Excerpted text
________________________

The US and terror groups


Usually when a country suffers a terror attack, especially at the hands of a group like ISIS that is a proclaimed enemy of the US, US politicians are quick to express sympathy for the victims and offer support. But when that country is Iran, no such considerations are visible. Just recently, ISIS attacked the Iranian parliament in Tehran and the mausoleum of Ayatollah Ruhollah Khomeini, the founder of the Islamic Revolution, killing 13 people.

But rather than expressing sympathy, soon after that the US Senate voted to move forward on extra sanctions on Iran, with Bernie Sanders among the few opposing the terrible timing of the move.

IN THE WAKE of an alleged ISIS terrorist attack on the Iranian parliament, the U.S. Senate is marking the tragedy with twin resolutions: one to express condolences, the second to move forward on a bill to hit the country with new sanctions.

By a vote of 92-7, the Senate opened debate on the sanctions resolution Wednesday. But the resolution expressing condolences is still being worked on, one senator said.

“On a day when Iran has been attacked by ISIS, by terrorism, now is not the time to go forward with legislation calling for sanctions against Iran,” Vermont’s Independent Sen. Bernie Sanders said on the floor before the Senate did just that. “Let us be aware and cognizant that earlier today the people of Iran suffered a horrific terror attack in their capital, Tehran.”

________________________

Aim of the task
Answer these questions using the text above about the US and terror groups.
(a) How many people were killed in the ISIS attack on the Iranian parliament and Khomeini's mausoleum?
(b) By what vote did the Senate open debate on the sanctions resolution?
(c) Which state does Bernie Sanders represent?

Data lines
________________________

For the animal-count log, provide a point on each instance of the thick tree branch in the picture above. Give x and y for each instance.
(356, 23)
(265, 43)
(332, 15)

________________________

Response to the exercise
(a) 13 people.
(b) 92-7.
(c) Vermont.